A block of data:
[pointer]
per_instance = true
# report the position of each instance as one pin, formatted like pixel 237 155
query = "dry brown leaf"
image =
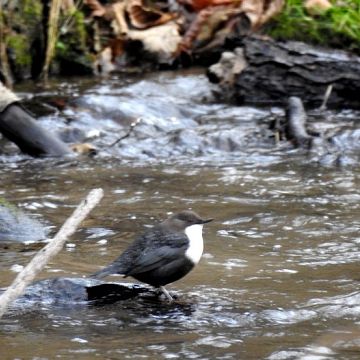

■ **Do this**
Please replace "dry brown leaf" with "fallen leaf" throughout the entries above and reproduce them with nothing else changed, leaving the pictures out of your answer.

■ **Correct output**
[pointer]
per_instance = true
# report the position of each instance as one pin, formatted like pixel 237 155
query = "fallen leaf"
image =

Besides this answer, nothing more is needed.